** Start **

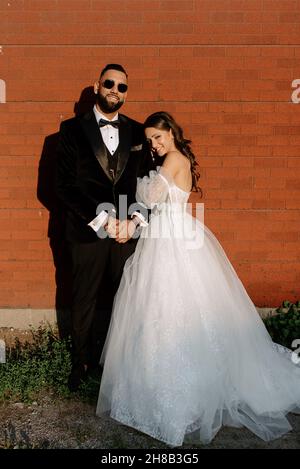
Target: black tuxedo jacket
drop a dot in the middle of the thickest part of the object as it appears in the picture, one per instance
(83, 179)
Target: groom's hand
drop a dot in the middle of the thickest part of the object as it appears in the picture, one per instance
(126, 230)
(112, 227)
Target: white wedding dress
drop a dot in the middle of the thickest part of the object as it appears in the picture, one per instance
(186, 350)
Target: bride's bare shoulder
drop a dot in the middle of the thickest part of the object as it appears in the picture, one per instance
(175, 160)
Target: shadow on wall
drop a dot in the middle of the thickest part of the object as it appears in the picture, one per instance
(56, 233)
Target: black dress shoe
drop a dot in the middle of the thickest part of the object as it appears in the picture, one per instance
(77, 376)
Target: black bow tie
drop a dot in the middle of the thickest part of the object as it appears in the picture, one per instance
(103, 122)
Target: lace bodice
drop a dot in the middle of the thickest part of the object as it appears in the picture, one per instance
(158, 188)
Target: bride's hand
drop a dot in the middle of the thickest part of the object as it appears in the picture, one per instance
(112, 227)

** End **
** Start **

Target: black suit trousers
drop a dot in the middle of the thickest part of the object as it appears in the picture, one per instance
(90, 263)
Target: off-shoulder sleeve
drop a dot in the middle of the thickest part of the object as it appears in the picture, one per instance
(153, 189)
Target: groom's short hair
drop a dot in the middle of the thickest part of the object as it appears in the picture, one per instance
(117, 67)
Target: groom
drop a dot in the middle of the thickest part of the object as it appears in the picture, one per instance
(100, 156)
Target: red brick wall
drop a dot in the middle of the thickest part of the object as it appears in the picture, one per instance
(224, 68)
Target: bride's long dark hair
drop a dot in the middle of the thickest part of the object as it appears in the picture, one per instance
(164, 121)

** End **
** Start **

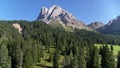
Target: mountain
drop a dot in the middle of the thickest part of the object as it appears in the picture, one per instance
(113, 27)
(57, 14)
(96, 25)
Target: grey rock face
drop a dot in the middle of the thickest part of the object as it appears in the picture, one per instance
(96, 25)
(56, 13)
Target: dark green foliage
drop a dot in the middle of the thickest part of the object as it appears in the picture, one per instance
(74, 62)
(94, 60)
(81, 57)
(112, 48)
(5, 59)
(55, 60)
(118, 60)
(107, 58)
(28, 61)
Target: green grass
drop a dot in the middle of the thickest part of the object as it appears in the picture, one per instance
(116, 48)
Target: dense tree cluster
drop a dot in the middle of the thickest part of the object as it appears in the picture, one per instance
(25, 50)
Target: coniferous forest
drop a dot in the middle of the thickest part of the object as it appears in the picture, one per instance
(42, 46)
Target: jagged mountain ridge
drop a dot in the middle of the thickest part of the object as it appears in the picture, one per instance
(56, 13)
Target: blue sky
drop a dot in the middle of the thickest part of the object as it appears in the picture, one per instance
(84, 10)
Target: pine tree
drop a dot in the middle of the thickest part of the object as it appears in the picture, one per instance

** End **

● Written instruction
Report each line of the records that contains the word "wall", copying every such line in full.

● Reply to the task
Target: shadow on wall
Target: red brick wall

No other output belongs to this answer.